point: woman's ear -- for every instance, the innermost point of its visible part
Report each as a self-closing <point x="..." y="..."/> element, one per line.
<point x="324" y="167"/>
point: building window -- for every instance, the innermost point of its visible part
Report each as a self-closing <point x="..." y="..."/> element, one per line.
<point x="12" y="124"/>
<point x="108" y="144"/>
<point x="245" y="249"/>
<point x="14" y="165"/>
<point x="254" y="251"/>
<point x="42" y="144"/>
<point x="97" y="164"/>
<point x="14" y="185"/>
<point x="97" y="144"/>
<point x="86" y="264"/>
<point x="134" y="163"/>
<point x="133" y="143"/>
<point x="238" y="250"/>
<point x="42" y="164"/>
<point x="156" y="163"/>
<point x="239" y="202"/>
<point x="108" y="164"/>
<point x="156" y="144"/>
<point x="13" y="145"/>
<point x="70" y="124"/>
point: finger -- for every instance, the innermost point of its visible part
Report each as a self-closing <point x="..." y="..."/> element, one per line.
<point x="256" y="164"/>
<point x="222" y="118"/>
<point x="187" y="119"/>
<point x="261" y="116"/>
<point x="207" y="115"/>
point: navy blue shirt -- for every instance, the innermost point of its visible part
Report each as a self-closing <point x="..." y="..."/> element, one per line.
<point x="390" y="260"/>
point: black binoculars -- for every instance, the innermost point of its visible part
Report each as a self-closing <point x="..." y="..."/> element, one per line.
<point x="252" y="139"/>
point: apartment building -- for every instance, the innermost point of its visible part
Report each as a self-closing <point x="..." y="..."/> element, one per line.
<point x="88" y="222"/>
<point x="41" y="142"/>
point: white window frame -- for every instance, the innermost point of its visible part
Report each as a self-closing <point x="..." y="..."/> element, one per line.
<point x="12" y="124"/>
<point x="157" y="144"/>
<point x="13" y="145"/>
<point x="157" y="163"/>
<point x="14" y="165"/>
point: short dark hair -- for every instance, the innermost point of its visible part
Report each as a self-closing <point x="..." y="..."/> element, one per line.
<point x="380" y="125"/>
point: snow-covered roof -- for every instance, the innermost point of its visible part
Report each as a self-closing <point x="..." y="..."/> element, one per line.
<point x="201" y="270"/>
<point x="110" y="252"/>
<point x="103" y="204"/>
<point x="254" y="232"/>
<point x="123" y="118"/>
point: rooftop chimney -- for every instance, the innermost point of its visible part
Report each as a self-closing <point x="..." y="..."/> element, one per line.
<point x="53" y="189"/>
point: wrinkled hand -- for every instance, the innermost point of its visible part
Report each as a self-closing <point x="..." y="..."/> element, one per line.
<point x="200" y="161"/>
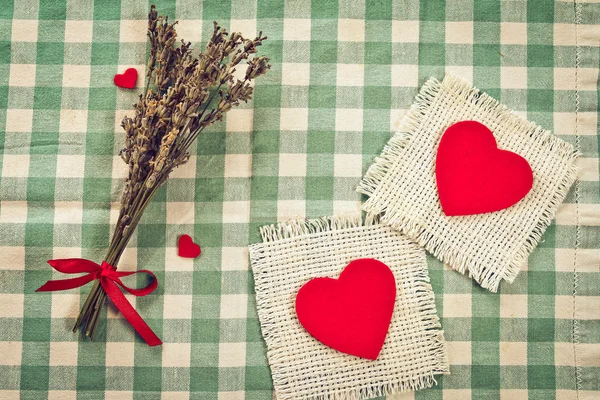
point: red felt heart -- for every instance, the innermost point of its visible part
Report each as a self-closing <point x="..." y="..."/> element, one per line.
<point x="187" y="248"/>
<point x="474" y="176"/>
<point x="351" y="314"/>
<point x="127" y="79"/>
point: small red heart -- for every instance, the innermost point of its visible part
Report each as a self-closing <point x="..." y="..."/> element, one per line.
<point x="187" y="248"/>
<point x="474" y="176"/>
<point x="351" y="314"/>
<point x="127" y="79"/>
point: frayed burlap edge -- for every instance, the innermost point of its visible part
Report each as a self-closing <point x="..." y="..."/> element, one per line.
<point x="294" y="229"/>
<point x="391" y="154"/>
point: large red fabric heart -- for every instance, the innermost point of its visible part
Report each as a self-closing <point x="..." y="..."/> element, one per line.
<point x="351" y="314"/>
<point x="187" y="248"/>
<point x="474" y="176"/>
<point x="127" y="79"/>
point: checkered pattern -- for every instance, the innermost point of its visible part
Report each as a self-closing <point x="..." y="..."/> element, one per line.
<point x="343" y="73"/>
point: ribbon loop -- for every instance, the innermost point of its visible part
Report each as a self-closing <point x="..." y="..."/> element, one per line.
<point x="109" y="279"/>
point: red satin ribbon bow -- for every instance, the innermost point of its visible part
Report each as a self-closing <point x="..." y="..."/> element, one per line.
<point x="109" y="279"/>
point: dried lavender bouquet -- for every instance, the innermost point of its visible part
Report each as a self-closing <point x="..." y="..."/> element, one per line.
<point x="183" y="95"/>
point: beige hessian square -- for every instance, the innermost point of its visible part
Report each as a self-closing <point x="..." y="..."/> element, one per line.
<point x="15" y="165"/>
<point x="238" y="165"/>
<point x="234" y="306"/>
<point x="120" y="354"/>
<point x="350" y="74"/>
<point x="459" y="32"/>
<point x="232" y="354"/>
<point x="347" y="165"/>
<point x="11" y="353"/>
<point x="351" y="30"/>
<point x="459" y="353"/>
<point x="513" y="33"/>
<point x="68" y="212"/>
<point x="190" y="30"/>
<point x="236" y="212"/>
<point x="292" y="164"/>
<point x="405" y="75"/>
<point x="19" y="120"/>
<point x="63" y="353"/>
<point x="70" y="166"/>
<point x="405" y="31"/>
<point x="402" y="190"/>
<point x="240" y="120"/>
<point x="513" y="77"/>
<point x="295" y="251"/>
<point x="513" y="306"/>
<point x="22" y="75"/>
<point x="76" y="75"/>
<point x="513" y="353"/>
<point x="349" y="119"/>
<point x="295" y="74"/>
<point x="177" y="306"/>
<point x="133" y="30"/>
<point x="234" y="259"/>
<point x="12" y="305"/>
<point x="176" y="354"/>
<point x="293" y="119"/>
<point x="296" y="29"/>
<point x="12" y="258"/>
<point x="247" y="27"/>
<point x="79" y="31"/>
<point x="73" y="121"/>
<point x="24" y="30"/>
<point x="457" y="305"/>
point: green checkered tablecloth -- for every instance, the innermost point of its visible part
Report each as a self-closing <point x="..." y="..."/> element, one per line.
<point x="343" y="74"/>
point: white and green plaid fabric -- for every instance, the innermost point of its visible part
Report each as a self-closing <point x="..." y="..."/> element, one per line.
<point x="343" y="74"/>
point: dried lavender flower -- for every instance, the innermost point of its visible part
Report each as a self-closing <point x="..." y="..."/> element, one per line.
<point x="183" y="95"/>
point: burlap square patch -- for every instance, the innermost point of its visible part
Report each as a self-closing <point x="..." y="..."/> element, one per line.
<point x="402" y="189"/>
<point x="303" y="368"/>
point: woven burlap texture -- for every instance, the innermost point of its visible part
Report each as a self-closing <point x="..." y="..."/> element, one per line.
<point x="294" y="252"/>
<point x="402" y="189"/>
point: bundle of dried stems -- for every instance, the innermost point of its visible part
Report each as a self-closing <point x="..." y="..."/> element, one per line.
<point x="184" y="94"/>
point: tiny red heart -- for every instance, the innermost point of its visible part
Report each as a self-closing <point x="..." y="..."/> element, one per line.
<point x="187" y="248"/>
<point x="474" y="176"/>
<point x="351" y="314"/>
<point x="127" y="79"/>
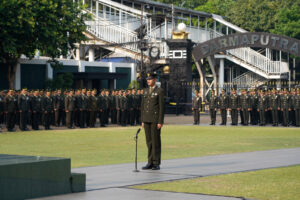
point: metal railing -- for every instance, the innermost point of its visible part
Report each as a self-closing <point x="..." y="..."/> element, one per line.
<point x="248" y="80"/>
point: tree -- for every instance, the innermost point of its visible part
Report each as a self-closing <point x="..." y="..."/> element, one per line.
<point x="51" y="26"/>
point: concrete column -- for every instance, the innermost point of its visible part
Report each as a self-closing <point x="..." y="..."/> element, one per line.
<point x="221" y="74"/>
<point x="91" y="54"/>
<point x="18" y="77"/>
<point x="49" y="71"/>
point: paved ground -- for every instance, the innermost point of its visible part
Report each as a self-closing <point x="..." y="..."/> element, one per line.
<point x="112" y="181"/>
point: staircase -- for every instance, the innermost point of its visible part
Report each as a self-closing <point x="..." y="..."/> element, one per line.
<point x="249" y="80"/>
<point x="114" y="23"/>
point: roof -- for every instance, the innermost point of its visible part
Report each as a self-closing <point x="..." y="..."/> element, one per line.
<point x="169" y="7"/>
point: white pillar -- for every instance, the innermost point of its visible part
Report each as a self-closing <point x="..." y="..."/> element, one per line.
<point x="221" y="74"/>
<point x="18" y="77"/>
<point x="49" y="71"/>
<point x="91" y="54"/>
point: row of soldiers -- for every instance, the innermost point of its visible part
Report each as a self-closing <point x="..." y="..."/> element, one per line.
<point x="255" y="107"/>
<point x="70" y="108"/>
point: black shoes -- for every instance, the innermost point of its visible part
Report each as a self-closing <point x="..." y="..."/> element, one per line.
·····
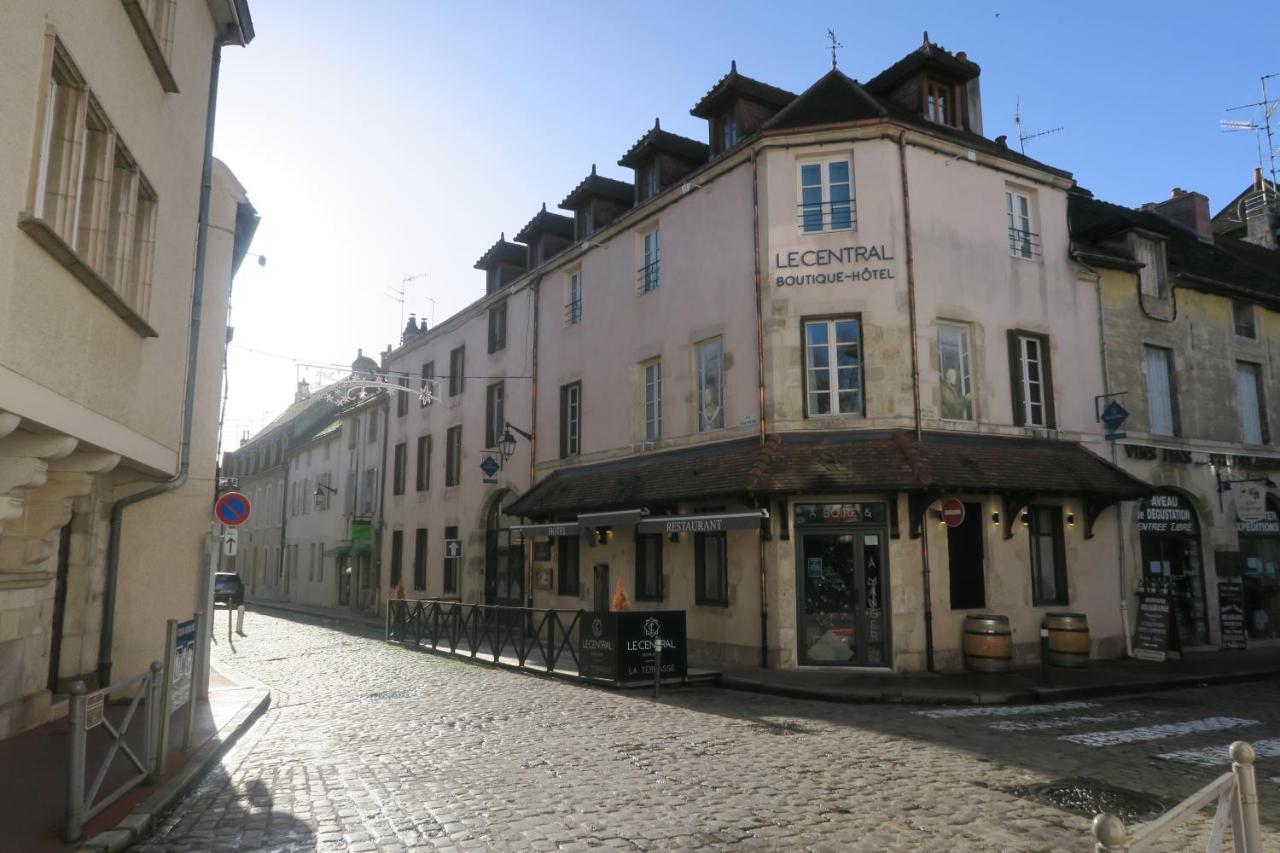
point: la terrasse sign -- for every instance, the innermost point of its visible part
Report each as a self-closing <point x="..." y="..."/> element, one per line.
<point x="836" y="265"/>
·····
=== Task objective ===
From the entries above, extract each line containing "window".

=== Result for this exercise ===
point: building window -- for every instance, the innermost point of its visible part
point: white window frame -- for every instance, the innermost point of its visible part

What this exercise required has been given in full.